> _Work to do_
1. In the Form 8-K excerpt, how much may the Company draw per calendar quarter for operating expenses?
2. Pull out every line of the records that contains the string "xmin". Case counts.

--- Start Selection ---

We have filed the Purchase Agreement, the Security Agreement, the Subsidiary Security Agreement, the Guaranty, the Warrant Issue Agreement, the Form of Warrant, the Registration Rights Agreement and the Board Observation Rights Agreement as exhibits to this Form 8-K. The description of these agreements in this Form 8-K are summaries only and are qualified in their entireties by the agreements filed as exhibits.

 

Purchase Agreement

 

Pursuant to the Purchase Agreement, QFL agreed to make available to the Company a financing facility of: (i) up to $25,000,000 for the acquisition of mutually agreed patent rights that the Company intends to monetize; (ii) up to $2,000,000 for operating expenses from which the Company may, at its discretion, draw up to $200,000 per calendar quarter; and (iii) $1,750,000 to fund the cash payment portion of the restructure of the Company’s obligations to IPLLC. In return the Company transferred to QFL the right to receive a portion of net proceeds generated from the monetization of those patents. After QFL has a negotiated rate of return, the Company and QFL shall share net proceeds equally until QFL shall have achieved its Investment Return (as defined therein). Thereafter, the Company shall retain 100% of all net proceeds. Except in an Event of Default, as defined therein, all payments by the Company to QFL pursuant to the Purchase Agreement are non-recourse and shall be paid only if and after net proceeds from monetization of the patent rights owned or acquire by the Company are received, or to be received.

--- End Selection ---
--- Start Input ---

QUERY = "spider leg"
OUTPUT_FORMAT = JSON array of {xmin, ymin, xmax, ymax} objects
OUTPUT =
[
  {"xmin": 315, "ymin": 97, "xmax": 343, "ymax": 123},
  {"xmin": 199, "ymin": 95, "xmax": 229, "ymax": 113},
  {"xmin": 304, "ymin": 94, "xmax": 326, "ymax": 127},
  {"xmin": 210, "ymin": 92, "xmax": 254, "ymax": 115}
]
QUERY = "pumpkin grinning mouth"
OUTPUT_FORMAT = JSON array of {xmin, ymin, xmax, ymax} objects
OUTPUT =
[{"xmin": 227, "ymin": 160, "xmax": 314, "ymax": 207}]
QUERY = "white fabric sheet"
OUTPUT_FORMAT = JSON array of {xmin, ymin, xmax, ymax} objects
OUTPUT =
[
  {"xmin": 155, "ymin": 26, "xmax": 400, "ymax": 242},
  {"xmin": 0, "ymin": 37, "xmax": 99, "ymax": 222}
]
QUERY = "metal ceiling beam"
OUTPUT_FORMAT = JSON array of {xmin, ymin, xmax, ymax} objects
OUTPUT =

--- End Input ---

> _Responses to the exercise_
1. Up to $200,000 per calendar quarter.

2.
OUTPUT_FORMAT = JSON array of {xmin, ymin, xmax, ymax} objects
  {"xmin": 315, "ymin": 97, "xmax": 343, "ymax": 123},
  {"xmin": 199, "ymin": 95, "xmax": 229, "ymax": 113},
  {"xmin": 304, "ymin": 94, "xmax": 326, "ymax": 127},
  {"xmin": 210, "ymin": 92, "xmax": 254, "ymax": 115}
OUTPUT_FORMAT = JSON array of {xmin, ymin, xmax, ymax} objects
[{"xmin": 227, "ymin": 160, "xmax": 314, "ymax": 207}]
OUTPUT_FORMAT = JSON array of {xmin, ymin, xmax, ymax} objects
  {"xmin": 155, "ymin": 26, "xmax": 400, "ymax": 242},
  {"xmin": 0, "ymin": 37, "xmax": 99, "ymax": 222}
OUTPUT_FORMAT = JSON array of {xmin, ymin, xmax, ymax} objects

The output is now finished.